** start of SOURCE RECORDS **
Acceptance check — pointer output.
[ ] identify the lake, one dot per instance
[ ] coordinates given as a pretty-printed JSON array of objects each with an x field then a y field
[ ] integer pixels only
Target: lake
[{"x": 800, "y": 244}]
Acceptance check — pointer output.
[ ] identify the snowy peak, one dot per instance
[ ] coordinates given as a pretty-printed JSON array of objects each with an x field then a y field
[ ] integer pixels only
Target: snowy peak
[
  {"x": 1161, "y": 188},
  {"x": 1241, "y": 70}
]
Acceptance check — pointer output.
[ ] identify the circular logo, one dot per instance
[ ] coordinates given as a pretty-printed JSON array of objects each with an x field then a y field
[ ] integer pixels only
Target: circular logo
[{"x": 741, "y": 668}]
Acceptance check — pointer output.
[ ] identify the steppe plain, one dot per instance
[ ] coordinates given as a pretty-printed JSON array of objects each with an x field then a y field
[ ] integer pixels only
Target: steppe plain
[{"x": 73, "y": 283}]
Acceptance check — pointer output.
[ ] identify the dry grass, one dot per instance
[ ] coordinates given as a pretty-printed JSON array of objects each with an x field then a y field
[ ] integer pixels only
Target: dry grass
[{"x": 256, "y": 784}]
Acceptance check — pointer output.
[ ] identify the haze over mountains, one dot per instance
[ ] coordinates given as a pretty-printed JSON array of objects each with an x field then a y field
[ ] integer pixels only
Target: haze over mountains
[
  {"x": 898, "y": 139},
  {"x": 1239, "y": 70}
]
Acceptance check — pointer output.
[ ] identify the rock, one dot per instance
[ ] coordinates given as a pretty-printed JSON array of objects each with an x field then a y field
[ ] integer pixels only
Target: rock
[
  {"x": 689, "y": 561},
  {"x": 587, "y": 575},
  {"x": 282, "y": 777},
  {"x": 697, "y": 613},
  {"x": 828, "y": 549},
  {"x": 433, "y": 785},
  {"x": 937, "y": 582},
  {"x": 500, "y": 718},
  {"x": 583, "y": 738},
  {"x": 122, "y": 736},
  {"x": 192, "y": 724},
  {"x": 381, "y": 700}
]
** end of SOURCE RECORDS **
EXERCISE: Find every line in the records that contains the word "grass" and copy each one out.

SOLUTION TO THIS PROBLEM:
[ ] identify the dry grass, one dot per instance
Target: dry grass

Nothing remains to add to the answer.